## GIVEN EXERCISE
Shift every outline coordinate by adding 23 to it, and copy out each line of the data from the line containing "task: draw the outline of every instance of the mossy" through the line containing "[[[439,179],[440,277],[483,280],[482,177],[473,171]]]" with the task lines kept. Leave the picture out.
---*---
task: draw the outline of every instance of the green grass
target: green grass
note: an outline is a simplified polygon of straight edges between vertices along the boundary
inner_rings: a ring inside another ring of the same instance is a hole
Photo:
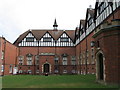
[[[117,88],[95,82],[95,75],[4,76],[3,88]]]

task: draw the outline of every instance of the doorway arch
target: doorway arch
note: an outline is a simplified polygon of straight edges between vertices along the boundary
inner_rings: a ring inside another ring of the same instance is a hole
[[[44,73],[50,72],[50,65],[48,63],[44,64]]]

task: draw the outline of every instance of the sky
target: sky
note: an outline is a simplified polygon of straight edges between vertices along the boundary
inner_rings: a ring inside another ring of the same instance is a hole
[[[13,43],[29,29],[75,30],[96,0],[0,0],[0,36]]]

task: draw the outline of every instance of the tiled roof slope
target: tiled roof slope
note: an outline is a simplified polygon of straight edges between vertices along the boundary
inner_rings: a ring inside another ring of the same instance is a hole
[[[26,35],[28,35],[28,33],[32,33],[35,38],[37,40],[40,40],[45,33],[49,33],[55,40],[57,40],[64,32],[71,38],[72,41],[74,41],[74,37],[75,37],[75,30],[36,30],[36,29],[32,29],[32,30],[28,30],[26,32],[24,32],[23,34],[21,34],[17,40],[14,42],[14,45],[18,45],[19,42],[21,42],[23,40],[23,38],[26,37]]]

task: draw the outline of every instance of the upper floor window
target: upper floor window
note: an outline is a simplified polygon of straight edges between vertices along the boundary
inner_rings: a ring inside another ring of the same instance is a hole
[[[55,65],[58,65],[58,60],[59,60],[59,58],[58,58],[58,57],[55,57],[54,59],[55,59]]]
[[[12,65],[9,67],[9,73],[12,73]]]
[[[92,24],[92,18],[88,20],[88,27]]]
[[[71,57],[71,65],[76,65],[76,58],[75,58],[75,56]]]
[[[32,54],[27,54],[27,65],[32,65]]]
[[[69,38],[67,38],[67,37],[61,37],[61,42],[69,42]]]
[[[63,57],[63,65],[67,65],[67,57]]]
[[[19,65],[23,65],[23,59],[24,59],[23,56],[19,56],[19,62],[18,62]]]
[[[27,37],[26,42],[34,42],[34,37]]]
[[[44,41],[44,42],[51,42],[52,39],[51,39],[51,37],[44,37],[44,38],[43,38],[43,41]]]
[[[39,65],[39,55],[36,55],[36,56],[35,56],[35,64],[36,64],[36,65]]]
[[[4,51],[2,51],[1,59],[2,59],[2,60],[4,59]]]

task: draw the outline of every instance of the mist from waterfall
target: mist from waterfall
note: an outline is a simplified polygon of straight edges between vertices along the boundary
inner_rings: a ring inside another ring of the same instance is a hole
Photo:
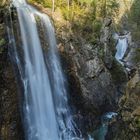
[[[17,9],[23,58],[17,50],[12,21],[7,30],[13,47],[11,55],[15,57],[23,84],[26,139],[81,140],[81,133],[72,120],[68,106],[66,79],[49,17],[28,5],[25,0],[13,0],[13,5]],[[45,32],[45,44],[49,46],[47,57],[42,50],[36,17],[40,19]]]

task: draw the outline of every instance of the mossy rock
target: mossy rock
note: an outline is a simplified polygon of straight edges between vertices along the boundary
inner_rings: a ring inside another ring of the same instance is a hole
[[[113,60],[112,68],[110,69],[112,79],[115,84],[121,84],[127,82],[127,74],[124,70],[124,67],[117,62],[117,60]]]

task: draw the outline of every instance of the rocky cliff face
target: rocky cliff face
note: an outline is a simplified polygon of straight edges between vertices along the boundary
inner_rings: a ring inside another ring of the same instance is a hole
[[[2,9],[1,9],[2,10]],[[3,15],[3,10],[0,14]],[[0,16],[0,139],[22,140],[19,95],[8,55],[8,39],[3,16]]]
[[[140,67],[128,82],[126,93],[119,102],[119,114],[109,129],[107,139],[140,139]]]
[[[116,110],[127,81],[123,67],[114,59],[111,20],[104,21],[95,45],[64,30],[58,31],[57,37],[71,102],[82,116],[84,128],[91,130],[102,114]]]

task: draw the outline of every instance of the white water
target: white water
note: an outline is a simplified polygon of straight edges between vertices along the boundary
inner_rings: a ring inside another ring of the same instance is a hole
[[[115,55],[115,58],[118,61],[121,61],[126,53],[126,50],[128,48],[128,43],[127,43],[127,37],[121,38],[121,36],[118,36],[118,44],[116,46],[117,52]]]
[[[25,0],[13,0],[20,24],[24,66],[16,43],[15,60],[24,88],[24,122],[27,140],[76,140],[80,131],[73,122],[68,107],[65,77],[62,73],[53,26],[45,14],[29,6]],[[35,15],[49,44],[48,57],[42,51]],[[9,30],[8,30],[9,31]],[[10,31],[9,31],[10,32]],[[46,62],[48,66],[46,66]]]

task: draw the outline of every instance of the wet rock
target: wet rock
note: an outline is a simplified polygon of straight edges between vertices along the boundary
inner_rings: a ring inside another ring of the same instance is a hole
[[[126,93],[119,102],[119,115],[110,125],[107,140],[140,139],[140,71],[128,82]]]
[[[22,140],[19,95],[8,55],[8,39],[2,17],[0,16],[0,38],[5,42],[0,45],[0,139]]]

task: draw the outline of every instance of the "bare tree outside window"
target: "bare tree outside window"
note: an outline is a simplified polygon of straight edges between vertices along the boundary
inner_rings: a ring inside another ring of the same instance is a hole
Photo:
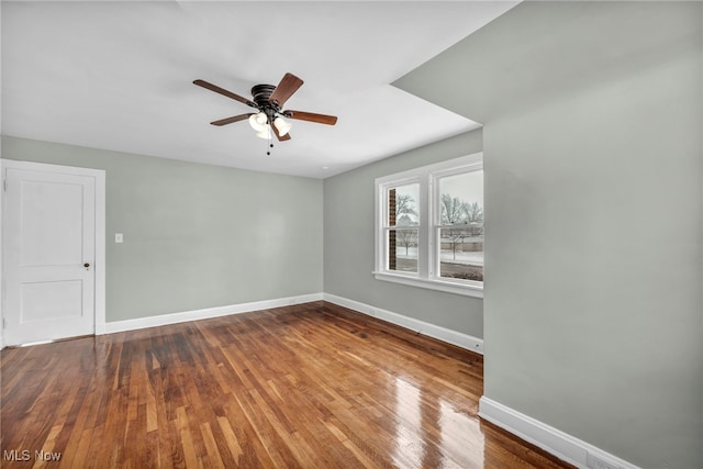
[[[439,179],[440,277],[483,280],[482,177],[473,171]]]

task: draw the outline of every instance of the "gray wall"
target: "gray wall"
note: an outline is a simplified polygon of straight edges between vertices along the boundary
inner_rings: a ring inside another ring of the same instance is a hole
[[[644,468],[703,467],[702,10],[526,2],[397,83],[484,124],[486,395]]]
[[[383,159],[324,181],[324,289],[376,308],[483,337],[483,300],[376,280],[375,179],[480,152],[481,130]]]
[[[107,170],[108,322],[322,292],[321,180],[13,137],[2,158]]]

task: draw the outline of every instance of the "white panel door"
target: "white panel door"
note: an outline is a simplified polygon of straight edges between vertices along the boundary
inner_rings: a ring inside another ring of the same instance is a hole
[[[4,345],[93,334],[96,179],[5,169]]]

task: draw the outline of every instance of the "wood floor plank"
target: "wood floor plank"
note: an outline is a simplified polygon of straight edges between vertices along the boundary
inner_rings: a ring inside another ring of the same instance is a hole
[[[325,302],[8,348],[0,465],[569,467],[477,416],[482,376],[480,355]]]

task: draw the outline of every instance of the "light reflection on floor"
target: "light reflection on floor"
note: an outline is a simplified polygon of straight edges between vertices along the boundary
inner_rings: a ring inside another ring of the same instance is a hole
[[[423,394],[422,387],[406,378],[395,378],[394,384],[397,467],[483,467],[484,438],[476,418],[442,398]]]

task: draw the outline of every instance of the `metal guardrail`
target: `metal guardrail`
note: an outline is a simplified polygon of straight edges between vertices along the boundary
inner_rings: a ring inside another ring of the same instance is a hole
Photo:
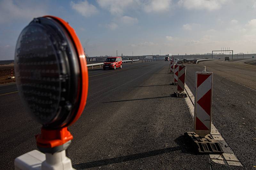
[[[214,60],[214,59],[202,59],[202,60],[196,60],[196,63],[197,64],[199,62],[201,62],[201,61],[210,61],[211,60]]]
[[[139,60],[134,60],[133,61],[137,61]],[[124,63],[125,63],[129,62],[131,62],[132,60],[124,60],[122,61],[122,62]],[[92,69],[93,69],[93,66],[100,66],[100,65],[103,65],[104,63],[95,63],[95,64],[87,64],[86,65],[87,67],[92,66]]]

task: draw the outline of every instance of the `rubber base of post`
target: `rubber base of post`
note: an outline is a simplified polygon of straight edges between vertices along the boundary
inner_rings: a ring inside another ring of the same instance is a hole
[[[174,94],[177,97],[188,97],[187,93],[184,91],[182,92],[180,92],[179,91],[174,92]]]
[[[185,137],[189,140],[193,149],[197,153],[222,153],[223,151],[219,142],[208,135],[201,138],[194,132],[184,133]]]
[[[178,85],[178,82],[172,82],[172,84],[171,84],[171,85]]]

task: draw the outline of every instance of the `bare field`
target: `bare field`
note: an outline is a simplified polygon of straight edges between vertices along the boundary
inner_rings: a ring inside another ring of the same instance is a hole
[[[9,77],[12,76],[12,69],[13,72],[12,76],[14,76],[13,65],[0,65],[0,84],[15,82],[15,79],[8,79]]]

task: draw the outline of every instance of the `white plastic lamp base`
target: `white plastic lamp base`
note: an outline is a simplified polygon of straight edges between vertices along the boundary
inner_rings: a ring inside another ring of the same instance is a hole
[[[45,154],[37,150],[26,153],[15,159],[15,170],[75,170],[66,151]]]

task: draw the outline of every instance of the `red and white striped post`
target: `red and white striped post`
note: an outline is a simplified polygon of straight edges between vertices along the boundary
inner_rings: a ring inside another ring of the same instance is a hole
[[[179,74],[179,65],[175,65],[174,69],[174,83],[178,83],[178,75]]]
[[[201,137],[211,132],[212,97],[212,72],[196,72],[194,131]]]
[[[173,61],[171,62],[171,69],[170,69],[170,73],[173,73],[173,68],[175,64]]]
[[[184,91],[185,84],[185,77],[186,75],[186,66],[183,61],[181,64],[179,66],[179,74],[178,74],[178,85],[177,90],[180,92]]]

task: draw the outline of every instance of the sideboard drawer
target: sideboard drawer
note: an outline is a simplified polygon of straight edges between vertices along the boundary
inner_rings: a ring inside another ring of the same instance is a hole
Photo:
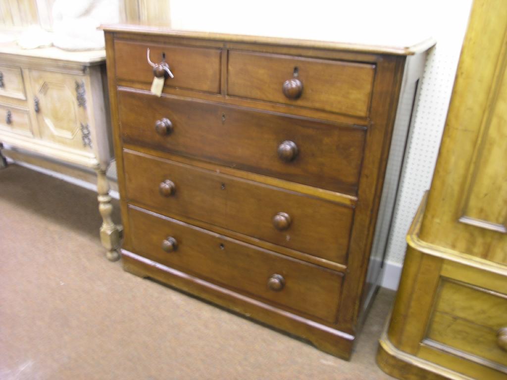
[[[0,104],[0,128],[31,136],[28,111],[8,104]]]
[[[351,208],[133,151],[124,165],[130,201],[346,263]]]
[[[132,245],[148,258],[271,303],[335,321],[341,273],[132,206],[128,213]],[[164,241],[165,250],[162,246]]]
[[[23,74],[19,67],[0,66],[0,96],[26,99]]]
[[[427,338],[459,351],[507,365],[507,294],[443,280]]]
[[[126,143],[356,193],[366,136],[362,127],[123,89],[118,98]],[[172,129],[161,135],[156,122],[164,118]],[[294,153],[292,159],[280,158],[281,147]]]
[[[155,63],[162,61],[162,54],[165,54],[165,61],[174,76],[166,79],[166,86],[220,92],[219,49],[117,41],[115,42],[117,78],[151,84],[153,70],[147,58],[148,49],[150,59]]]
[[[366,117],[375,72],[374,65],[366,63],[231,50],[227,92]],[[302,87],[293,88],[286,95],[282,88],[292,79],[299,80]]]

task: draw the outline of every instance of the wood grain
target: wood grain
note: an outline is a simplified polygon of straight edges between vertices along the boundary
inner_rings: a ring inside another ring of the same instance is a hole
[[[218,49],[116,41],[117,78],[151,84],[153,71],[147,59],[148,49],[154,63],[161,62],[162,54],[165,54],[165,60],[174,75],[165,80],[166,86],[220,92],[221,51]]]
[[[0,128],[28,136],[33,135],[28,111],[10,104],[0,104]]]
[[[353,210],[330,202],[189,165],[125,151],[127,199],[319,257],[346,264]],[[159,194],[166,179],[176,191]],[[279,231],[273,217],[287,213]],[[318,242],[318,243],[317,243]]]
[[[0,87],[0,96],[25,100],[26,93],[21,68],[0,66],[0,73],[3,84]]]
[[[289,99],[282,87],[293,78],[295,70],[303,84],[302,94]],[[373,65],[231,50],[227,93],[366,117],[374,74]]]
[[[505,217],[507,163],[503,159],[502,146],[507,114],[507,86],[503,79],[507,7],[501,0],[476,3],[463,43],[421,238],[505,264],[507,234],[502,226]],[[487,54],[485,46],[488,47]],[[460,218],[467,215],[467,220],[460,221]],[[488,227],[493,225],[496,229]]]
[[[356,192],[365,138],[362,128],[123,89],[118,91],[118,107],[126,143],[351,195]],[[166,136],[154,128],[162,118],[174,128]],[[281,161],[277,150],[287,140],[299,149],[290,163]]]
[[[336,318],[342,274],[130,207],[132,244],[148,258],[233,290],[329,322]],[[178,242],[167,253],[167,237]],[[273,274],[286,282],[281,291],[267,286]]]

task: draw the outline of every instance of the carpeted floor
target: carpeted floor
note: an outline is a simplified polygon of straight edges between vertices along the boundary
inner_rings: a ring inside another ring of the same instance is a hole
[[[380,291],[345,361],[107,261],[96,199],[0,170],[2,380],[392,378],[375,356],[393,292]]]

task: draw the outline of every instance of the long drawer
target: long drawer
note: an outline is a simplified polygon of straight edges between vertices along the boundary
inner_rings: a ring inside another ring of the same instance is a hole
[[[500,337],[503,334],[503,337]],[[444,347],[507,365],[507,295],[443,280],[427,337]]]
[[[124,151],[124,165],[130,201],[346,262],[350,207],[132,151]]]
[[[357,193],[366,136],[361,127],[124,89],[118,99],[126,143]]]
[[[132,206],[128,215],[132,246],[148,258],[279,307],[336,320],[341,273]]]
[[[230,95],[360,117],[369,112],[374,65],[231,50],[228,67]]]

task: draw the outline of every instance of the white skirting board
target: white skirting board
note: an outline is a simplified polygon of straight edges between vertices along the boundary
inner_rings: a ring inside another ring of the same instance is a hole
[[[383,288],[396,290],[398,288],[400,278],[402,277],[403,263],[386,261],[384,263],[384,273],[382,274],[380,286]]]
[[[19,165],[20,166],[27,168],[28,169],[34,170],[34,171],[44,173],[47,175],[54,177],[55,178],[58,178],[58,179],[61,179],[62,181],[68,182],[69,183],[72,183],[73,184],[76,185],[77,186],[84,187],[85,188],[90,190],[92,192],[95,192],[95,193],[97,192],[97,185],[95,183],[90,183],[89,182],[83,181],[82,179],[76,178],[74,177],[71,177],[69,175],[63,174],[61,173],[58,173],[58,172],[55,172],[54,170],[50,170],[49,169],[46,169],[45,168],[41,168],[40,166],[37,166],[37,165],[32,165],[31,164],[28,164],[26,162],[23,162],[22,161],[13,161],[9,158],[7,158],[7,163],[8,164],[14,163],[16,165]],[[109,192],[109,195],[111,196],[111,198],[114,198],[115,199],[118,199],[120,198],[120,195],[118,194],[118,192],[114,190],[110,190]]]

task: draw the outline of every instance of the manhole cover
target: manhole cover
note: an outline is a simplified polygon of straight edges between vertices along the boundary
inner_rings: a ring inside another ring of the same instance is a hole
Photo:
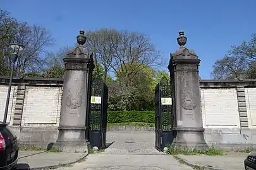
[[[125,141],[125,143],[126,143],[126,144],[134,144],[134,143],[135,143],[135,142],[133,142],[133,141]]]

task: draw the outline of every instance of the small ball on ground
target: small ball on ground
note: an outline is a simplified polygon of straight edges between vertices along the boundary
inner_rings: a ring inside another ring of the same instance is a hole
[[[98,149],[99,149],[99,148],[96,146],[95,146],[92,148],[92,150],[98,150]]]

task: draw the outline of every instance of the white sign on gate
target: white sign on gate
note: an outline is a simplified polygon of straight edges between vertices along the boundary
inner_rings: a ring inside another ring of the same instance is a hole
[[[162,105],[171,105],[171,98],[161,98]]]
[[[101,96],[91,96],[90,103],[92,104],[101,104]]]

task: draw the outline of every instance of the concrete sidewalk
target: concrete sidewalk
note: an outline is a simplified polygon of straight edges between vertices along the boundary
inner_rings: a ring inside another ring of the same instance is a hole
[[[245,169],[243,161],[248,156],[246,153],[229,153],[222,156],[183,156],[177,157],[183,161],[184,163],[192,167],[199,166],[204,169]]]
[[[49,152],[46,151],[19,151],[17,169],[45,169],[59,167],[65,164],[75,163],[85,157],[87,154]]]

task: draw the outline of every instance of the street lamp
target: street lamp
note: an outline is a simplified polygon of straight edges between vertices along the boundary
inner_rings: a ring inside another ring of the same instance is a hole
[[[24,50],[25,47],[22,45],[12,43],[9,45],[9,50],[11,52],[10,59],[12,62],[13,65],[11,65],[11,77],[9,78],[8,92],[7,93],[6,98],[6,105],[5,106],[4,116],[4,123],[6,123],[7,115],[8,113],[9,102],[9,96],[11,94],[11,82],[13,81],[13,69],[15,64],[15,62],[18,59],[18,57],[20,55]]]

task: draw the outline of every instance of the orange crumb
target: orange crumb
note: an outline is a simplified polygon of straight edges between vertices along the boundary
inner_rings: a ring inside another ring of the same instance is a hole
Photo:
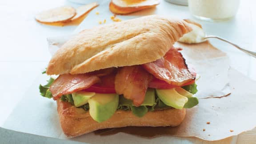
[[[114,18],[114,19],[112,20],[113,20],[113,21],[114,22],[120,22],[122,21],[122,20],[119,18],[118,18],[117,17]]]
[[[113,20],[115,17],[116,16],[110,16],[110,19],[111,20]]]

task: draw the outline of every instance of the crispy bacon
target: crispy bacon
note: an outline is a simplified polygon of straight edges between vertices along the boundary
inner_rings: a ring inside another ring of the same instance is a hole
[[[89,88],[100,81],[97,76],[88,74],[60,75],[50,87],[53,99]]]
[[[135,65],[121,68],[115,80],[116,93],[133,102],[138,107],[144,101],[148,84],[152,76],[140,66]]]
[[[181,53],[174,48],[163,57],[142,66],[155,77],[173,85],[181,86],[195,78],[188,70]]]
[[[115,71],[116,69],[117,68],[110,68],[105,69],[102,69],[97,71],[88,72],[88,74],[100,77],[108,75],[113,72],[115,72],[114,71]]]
---*---
## RESPONSE FOR THIS EXERCISE
task: draw the outline of every instance of the mossy rock
target: mossy rock
note: an outline is a simplified polygon of straight edges between vertices along the boundary
inner_rings: a ring inside another ring of the same instance is a hole
[[[136,83],[135,91],[133,92],[135,102],[138,107],[144,107],[150,105],[150,97],[147,93],[147,90],[140,85],[140,83]]]

task: draw the outline of every instance of the rocky cliff face
target: rocky cliff face
note: an outline is a simplified polygon of straight edges between vertices along the boundary
inner_rings: a ring inside another ring of the same instance is a hole
[[[25,32],[24,32],[25,33]],[[26,38],[26,33],[23,37]],[[23,39],[23,162],[45,163],[42,118],[31,78],[31,62],[26,39]]]
[[[163,90],[151,105],[149,116],[142,125],[142,137],[132,152],[130,162],[163,162]]]
[[[139,133],[150,104],[146,90],[137,82],[134,43],[127,44],[118,68],[87,53],[81,54],[80,60],[94,125],[105,139],[107,151],[114,153],[125,137]]]

task: draw the outline of every instance of the white water
target: white water
note: an outline is a simplified polygon of straight edges between vertices along the boundary
inner_rings: a ring inside another ring of the same instance is a hole
[[[138,78],[138,81],[141,84],[144,84],[149,76],[149,73],[151,71],[151,66],[150,66],[150,60],[144,61],[144,59],[141,59],[141,67],[139,69],[140,75]]]
[[[48,23],[36,23],[43,47],[47,89],[39,66],[38,83],[47,111],[47,145],[50,163],[99,163],[103,154],[96,145],[91,130],[88,100],[85,96],[76,49],[68,37],[52,29]],[[58,38],[72,67],[71,80],[65,74]],[[32,53],[31,53],[32,54]],[[33,54],[32,54],[33,55]],[[69,85],[71,89],[69,89]]]

task: draw the outline of every instance of the wet rock
target: wet rock
note: an outline is a simplified polygon of straight edges between vertices along the boundary
inner_rings: a ring inside another ring of the same instance is a hole
[[[149,116],[142,125],[142,138],[133,148],[130,163],[163,162],[163,94],[151,105]]]
[[[45,163],[42,118],[31,78],[31,62],[25,40],[23,39],[23,61],[28,65],[23,68],[23,162]]]

task: draw the outline of every instance of the "bare tree outside window"
target: "bare tree outside window"
note: an outline is a simplified polygon of straight edges between vertices along the boundary
inner_rings: a ring inside another ring of the same instance is a hole
Photo:
[[[462,202],[463,300],[506,303],[505,200],[496,194]]]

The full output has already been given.